Rows from a pointing dataset
◇ ◇ ◇ ◇ ◇

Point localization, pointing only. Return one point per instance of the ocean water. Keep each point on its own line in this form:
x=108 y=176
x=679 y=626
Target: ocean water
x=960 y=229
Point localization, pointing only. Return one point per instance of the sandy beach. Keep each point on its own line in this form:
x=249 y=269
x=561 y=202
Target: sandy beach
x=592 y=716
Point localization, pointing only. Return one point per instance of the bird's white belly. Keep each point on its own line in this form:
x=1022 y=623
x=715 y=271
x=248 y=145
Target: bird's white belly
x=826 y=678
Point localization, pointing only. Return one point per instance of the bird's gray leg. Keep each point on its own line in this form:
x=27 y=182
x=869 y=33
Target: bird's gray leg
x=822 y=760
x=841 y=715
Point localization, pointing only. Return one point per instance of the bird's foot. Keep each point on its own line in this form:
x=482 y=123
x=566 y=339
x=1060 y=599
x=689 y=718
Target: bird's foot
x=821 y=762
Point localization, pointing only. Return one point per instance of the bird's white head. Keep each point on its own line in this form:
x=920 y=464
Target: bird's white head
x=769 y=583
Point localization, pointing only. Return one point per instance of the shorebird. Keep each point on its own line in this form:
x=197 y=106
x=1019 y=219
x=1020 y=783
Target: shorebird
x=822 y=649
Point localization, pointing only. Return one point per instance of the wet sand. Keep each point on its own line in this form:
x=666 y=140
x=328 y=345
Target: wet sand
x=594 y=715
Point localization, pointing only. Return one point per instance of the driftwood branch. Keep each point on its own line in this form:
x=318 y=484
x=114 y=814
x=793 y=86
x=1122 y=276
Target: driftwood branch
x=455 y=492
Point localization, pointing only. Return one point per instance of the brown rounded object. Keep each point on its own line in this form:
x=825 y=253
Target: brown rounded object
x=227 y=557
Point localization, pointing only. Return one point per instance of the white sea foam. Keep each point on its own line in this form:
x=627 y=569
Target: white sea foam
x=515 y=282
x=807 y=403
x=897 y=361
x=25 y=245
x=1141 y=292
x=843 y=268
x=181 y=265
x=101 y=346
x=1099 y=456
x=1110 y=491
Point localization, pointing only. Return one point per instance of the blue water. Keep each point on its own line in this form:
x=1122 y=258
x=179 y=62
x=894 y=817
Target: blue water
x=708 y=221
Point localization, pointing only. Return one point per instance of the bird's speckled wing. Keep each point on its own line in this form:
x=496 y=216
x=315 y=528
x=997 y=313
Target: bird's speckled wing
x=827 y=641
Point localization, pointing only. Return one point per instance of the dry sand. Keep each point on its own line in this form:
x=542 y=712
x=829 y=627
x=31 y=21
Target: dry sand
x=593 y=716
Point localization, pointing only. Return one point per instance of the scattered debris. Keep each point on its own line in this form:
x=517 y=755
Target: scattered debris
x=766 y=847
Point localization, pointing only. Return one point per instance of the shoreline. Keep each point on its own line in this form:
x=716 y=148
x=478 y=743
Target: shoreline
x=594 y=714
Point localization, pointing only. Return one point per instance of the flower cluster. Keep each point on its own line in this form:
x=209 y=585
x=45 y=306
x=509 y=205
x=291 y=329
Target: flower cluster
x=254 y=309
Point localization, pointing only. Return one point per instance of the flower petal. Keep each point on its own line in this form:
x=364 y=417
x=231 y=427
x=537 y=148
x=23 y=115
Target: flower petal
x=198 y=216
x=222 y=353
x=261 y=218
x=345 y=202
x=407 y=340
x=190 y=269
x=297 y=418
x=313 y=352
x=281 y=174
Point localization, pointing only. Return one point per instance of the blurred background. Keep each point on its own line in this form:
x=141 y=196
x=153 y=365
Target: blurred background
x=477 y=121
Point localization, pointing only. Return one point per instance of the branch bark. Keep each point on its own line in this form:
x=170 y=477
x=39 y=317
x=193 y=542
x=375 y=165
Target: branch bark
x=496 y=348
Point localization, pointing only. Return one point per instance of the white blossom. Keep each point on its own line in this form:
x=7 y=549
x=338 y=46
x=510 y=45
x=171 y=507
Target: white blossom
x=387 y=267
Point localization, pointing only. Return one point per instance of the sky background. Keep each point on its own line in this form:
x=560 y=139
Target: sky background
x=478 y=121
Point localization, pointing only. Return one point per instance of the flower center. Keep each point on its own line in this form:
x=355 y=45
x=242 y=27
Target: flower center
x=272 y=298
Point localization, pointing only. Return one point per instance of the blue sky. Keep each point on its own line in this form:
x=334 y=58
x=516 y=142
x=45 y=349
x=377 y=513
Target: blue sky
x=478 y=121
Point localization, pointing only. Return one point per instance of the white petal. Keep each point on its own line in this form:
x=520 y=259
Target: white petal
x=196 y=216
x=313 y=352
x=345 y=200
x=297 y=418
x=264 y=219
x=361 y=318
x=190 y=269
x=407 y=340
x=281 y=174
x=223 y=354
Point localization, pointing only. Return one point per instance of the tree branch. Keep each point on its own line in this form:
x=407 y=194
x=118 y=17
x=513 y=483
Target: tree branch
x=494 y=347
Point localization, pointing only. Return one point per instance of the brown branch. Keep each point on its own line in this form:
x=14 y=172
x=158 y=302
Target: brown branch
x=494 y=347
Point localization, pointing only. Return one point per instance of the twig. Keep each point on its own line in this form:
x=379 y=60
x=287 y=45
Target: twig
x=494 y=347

◇ ◇ ◇ ◇ ◇

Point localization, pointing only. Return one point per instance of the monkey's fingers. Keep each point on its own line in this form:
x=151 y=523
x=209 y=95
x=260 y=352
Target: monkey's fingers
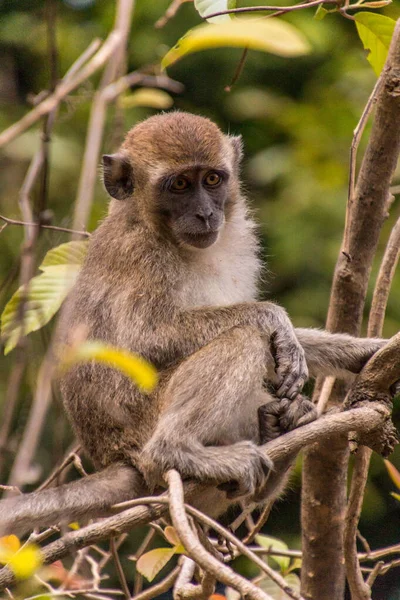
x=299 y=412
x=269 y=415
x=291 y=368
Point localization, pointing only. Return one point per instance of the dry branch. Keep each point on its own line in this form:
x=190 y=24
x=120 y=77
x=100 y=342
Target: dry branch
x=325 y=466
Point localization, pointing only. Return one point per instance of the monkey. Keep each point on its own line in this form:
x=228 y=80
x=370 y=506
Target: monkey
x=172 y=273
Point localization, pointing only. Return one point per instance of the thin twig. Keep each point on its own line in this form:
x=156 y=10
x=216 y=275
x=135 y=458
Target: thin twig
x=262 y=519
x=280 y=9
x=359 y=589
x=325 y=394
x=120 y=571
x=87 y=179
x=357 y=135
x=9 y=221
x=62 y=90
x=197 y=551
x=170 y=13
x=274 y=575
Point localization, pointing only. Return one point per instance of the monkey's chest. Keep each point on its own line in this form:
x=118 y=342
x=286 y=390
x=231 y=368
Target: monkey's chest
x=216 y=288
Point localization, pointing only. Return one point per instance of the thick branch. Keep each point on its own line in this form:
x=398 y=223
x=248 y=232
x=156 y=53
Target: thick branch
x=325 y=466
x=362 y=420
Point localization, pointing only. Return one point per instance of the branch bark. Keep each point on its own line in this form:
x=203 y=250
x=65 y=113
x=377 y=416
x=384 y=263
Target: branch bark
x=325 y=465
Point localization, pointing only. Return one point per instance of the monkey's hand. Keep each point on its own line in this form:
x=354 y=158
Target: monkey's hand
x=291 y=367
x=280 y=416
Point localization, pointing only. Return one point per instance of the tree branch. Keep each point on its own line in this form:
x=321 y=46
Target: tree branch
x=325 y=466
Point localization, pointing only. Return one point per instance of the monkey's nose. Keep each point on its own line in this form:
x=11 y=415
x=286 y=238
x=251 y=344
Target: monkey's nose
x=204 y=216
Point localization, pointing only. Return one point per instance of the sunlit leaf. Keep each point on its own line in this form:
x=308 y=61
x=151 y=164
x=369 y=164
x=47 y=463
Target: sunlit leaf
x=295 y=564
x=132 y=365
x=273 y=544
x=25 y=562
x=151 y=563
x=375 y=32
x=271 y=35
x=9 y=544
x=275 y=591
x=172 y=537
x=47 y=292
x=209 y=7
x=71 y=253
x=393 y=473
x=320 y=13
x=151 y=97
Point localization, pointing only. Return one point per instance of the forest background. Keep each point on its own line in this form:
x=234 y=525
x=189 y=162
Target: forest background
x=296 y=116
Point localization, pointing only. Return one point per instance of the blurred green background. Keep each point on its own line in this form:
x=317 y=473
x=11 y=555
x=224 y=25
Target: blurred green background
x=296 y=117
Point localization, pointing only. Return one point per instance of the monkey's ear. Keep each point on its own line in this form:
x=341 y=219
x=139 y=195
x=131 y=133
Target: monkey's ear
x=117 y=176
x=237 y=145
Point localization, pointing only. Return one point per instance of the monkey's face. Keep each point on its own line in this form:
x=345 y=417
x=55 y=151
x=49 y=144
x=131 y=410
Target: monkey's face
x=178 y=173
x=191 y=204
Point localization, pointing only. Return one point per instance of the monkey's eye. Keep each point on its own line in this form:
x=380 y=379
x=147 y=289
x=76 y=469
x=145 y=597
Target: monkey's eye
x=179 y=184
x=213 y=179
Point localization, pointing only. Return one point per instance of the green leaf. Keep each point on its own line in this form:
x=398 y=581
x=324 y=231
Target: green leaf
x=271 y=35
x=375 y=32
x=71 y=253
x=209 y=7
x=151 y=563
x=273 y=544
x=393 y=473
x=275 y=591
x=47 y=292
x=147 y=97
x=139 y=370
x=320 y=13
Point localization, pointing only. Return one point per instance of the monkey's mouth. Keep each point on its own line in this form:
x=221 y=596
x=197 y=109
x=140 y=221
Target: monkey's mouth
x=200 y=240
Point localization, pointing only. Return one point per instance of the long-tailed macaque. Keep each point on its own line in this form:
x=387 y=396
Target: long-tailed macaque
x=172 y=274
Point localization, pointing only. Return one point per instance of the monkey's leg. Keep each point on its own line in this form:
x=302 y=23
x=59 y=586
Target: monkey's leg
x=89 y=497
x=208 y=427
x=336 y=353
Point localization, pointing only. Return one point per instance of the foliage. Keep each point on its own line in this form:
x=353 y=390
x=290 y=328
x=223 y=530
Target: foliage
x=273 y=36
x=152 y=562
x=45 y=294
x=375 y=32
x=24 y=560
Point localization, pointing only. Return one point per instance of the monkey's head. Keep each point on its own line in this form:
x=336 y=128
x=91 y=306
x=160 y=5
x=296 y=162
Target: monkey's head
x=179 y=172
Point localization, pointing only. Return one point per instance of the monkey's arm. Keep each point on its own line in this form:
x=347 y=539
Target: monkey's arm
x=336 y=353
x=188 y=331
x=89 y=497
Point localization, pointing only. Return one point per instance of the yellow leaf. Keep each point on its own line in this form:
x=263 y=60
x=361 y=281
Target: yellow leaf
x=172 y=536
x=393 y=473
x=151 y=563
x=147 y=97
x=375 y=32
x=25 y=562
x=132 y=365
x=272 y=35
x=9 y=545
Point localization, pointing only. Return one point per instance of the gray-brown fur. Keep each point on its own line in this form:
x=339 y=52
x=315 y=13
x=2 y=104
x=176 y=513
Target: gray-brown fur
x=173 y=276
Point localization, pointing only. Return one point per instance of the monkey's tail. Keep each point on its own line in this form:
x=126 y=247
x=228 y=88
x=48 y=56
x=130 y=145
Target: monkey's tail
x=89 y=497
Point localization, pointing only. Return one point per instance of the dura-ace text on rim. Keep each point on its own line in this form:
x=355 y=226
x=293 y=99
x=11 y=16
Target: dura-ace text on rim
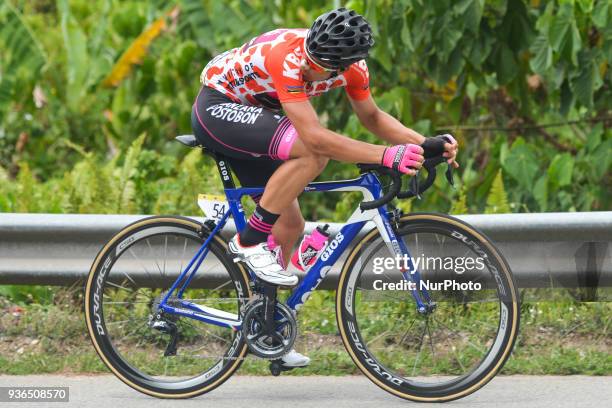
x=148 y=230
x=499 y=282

◇ ◇ ◇ ◇ ◇

## What is asked
Render the part of the listing that opens with the line containing "the dry sand." and closes with the line containing "x=593 y=716" as a Markdown table. Use the columns Row and Line, numbering each nonblank line in order.

## Problem solution
| Row | Line |
|---|---|
| 1 | Point localization, pointing only. Return one point per instance of the dry sand. Keep each point on its own line in this form: |
| 2 | x=542 y=712 |
| 3 | x=829 y=627 |
| 4 | x=31 y=21 |
| 5 | Target: dry sand |
| 6 | x=593 y=716 |